Exercise aim:
Beginning with the line where "any grape cluster." appears, retype every remaining line of the data below, both the first and last included.

** BEGIN Supplied data **

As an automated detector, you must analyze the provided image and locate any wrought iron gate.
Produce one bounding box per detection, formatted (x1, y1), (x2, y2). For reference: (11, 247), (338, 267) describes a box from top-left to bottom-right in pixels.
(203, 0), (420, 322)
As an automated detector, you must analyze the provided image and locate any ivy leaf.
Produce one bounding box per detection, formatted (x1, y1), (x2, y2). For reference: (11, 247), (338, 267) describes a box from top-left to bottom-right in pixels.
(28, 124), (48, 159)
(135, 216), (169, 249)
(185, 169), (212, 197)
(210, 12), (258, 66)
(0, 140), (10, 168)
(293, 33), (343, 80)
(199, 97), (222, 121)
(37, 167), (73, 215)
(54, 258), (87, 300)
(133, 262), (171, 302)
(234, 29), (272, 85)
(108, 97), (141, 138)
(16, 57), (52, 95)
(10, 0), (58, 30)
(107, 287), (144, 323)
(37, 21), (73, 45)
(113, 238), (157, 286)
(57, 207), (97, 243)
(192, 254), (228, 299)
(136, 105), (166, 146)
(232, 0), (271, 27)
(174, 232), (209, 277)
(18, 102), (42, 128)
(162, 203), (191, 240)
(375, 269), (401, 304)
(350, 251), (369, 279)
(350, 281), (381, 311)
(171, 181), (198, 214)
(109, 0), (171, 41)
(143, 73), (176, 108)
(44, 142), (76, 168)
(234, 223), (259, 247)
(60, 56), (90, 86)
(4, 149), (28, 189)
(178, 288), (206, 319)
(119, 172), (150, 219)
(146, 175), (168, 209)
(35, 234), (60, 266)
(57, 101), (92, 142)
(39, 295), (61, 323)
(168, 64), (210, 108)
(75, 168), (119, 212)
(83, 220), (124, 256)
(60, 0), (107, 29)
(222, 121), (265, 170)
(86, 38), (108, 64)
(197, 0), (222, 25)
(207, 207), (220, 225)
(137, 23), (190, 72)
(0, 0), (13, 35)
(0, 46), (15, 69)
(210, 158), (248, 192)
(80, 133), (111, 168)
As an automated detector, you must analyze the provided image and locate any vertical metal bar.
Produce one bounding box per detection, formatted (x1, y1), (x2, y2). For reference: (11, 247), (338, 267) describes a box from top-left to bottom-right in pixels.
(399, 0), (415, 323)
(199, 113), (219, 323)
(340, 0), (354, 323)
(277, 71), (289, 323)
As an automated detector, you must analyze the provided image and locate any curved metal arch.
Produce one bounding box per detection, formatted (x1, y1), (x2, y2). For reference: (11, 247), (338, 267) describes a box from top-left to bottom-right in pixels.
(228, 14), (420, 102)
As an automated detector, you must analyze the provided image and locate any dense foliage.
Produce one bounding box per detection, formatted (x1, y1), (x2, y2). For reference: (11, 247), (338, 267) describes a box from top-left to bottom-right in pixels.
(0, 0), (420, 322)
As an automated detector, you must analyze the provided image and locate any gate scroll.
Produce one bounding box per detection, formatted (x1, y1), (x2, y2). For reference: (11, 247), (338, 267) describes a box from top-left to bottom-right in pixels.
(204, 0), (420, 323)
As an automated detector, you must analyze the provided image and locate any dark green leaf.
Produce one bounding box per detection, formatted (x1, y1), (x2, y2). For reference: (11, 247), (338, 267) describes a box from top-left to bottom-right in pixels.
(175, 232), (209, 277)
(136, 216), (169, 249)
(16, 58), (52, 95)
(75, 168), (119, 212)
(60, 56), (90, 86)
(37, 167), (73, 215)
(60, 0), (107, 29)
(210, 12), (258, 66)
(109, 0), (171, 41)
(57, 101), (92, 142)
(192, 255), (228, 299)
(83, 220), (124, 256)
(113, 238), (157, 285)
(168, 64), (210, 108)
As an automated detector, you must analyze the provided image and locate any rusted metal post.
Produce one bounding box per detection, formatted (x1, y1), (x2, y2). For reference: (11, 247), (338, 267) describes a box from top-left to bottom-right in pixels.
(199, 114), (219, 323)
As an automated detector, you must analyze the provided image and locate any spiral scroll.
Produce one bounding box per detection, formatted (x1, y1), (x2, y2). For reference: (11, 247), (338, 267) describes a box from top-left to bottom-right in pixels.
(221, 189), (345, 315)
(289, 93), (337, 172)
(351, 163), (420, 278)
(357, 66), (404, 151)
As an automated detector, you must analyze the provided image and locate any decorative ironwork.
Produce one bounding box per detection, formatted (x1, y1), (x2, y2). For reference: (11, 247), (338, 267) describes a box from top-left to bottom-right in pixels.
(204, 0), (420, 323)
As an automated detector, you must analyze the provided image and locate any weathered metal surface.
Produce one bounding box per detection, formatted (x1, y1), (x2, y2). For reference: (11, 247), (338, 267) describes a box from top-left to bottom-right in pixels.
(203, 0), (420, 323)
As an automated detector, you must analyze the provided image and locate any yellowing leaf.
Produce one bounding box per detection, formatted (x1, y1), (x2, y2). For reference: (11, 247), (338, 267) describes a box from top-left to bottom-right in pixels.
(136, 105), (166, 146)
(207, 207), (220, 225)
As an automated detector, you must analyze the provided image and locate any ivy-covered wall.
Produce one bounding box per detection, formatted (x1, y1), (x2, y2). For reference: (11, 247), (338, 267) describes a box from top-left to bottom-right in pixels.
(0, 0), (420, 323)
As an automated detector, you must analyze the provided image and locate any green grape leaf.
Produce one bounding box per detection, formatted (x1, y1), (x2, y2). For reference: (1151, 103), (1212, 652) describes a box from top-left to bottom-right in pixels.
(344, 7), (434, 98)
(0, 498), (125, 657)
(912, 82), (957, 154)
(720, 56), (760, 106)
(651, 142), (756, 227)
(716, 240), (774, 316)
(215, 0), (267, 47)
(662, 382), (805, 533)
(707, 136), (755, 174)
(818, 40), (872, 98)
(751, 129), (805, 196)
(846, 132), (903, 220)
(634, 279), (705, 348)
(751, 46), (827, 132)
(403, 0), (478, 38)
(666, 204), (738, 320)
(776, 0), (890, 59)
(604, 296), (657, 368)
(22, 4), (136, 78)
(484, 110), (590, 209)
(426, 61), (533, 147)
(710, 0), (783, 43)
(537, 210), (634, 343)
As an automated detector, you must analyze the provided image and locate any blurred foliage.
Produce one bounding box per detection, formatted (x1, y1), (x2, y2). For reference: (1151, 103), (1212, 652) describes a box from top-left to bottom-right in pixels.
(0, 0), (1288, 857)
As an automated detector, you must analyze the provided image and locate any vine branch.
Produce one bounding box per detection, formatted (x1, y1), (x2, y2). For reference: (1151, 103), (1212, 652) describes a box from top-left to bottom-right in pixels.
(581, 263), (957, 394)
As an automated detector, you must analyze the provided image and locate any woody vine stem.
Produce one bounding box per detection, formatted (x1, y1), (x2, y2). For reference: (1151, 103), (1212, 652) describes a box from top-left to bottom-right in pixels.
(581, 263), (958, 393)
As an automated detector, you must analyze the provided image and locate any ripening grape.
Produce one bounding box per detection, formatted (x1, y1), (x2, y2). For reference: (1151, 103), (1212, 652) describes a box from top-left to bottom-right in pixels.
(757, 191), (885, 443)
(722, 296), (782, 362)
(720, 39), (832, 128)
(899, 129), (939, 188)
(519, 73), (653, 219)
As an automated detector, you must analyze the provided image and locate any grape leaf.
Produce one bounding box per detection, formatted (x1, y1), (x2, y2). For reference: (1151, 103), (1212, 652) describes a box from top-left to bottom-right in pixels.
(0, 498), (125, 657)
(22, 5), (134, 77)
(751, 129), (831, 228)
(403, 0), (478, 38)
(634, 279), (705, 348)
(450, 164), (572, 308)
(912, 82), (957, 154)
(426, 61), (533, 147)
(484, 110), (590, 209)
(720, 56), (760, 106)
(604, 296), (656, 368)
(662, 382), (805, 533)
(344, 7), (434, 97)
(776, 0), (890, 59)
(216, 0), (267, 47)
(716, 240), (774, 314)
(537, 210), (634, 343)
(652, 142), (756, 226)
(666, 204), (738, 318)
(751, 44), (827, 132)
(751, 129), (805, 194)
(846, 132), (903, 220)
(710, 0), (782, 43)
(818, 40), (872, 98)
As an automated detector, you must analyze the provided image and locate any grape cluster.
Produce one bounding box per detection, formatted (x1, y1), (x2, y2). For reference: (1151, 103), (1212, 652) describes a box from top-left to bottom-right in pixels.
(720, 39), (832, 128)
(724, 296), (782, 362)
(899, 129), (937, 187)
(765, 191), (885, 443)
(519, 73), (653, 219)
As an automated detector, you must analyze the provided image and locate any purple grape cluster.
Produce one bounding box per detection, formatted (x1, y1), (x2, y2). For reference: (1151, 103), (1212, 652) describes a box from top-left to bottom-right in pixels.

** END Supplied data **

Right answer:
As an automated detector, you must analyze the provided image and locate any grape cluster.
Produce one bounding box per detection, formatted (x1, y1), (x2, y2). For reference: (1151, 103), (1212, 652) describes a box from top-left to bottom-right in pixels.
(720, 39), (832, 128)
(724, 296), (782, 362)
(899, 129), (937, 187)
(765, 191), (885, 443)
(519, 73), (653, 219)
As an automated detector, you must analyze the provided image and locate any purple grape cluster.
Produce one bounding box per detection, formatted (x1, y1), (x2, y2). For reference: (1151, 103), (1212, 652) describes a box from top-left to bottom-right in pixels.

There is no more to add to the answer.